- _Objetivo 1_
Devuelve sin cambios el pasaje del fragmento del texto comprendido entre "Con estupor asistimos" y "como juez anticorrupción.", ambos incluidos.
- _Objetivo 2_
Responde, según el fragmento del texto:
(a) ¿En qué ciudad ocurrió el asesinato del fiscal?
(b) ¿Dónde se encontraba el doctor César Suárez cuando le dispararon?
(c) ¿De qué materia era catedrático?

- _Fragmento del texto_
☆ ☆ ☆ ☆
Con estupor asistimos al resonante caso del asesinato de un fiscal en la ciudad de Guayaquil. El doctor César Suárez fue acribillado a balazos en su automóvil en ocasión de ser interceptado por un grupo de sicarios que dispararon a quemarropa, provocando su muerte de manera inmediata. El doctor Suárez pertenecía a la Unidad Nacional Especializada de Investigación contra la Delincuencia Organizada Transnacional en la región del Guayas y era un reconocido catedrático de derecho constitucional que oportunamente se había postulado como juez anticorrupción.
☆ ☆ ☆ ☆
- _Datos_
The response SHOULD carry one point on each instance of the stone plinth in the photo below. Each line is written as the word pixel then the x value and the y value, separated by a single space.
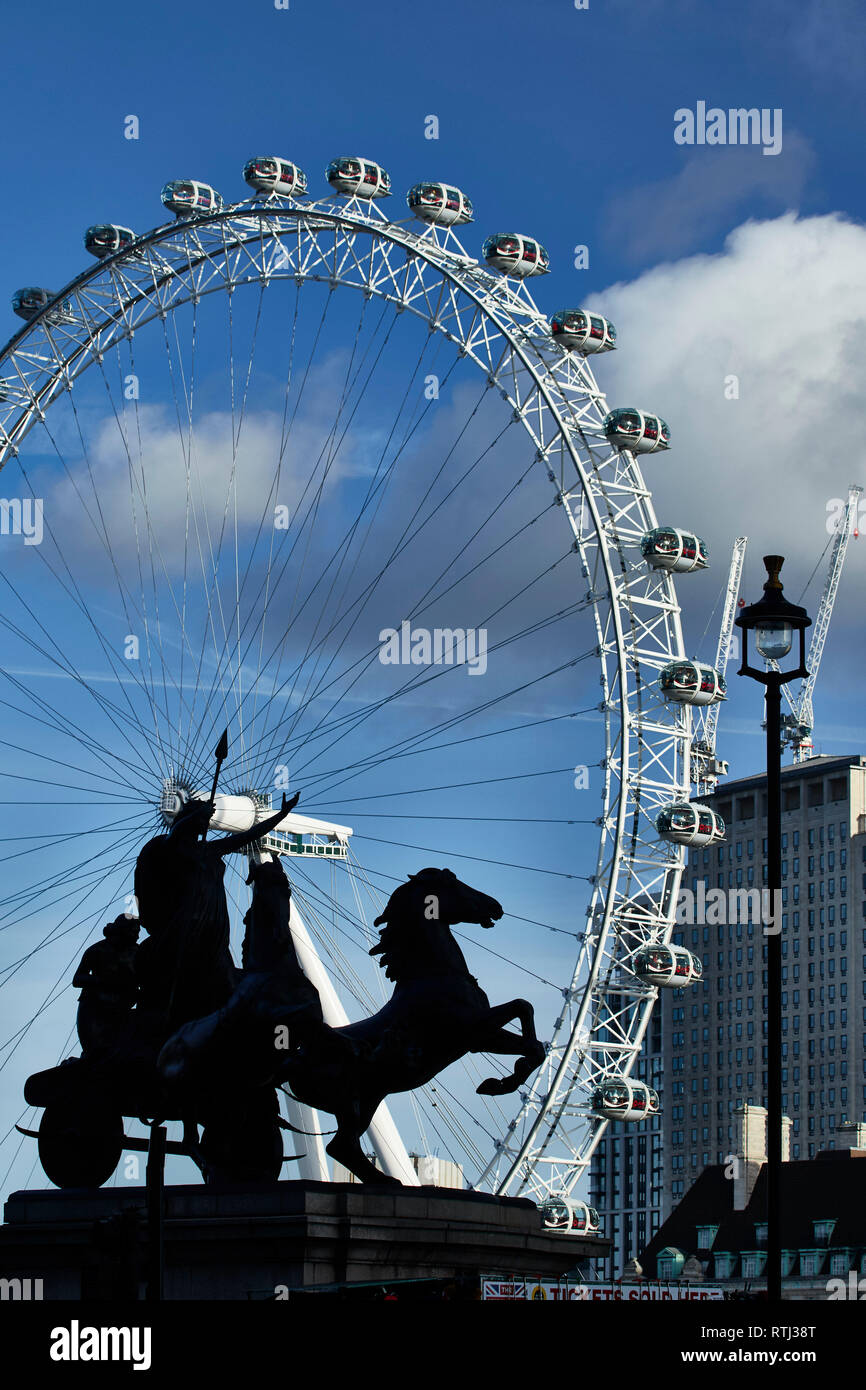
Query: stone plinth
pixel 246 1244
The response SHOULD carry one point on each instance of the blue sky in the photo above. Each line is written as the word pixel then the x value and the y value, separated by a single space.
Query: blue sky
pixel 558 123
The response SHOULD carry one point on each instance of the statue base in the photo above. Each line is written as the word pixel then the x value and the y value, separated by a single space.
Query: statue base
pixel 259 1244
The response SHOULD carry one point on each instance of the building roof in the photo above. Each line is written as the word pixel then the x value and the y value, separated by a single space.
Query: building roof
pixel 793 772
pixel 830 1186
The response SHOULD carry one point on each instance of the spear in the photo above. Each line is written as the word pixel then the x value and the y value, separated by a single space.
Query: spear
pixel 221 754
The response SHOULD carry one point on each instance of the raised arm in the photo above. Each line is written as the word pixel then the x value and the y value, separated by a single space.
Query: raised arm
pixel 231 844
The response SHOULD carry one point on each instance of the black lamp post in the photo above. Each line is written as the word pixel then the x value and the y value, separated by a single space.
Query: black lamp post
pixel 774 622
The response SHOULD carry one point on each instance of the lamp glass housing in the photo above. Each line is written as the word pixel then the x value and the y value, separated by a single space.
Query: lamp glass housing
pixel 773 640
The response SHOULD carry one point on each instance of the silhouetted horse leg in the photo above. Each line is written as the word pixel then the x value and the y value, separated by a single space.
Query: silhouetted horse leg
pixel 496 1039
pixel 346 1148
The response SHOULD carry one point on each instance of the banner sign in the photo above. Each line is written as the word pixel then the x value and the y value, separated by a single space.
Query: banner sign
pixel 563 1292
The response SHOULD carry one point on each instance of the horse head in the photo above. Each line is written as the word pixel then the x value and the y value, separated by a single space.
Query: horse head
pixel 438 895
pixel 416 940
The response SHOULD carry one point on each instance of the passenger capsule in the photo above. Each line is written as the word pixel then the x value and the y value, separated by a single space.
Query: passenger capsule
pixel 630 428
pixel 270 174
pixel 667 548
pixel 439 203
pixel 570 1216
pixel 188 198
pixel 574 328
pixel 104 239
pixel 31 300
pixel 515 255
pixel 692 683
pixel 688 823
pixel 357 178
pixel 666 966
pixel 626 1100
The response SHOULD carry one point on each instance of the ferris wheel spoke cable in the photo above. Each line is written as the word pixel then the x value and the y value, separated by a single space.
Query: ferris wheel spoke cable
pixel 470 738
pixel 373 653
pixel 312 509
pixel 377 485
pixel 59 723
pixel 63 838
pixel 428 731
pixel 92 877
pixel 121 674
pixel 295 613
pixel 61 762
pixel 102 531
pixel 52 997
pixel 287 559
pixel 325 448
pixel 210 587
pixel 413 683
pixel 31 894
pixel 156 638
pixel 344 724
pixel 307 694
pixel 68 670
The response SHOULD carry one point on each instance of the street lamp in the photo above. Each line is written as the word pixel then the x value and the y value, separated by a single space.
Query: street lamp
pixel 773 622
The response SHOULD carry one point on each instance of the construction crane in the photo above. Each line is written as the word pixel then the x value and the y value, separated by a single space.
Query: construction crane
pixel 797 726
pixel 706 767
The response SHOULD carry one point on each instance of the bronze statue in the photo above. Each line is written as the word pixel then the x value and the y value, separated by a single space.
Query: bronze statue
pixel 109 987
pixel 437 1014
pixel 173 1029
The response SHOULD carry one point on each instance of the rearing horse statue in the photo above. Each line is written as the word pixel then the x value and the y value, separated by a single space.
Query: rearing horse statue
pixel 437 1014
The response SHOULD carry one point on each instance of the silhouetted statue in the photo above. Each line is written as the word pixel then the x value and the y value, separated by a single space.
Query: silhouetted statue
pixel 185 968
pixel 109 987
pixel 437 1014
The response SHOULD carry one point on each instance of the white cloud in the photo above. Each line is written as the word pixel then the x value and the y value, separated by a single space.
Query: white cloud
pixel 672 216
pixel 783 307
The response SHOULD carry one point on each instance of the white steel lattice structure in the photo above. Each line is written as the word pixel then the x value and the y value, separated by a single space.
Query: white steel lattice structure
pixel 706 767
pixel 797 727
pixel 606 506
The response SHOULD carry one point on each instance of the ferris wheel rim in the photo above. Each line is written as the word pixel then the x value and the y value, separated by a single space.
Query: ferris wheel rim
pixel 505 307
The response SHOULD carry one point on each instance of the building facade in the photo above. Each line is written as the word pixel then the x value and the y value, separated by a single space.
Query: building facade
pixel 715 1033
pixel 705 1051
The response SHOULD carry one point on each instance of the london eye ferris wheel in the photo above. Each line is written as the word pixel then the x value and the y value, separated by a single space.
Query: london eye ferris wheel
pixel 339 484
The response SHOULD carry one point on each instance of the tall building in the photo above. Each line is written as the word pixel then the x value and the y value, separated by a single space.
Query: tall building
pixel 715 1032
pixel 627 1169
pixel 705 1051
☆ ☆ ☆ ☆
- _Resultado 1_
Con estupor asistimos al resonante caso del asesinato de un fiscal en la ciudad de Guayaquil. El doctor César Suárez fue acribillado a balazos en su automóvil en ocasión de ser interceptado por un grupo de sicarios que dispararon a quemarropa, provocando su muerte de manera inmediata. El doctor Suárez pertenecía a la Unidad Nacional Especializada de Investigación contra la Delincuencia Organizada Transnacional en la región del Guayas y era un reconocido catedrático de derecho constitucional que oportunamente se había postulado como juez anticorrupción.

- _Resultado 2_
(a) En Guayaquil.
(b) En su automóvil.
(c) De derecho constitucional.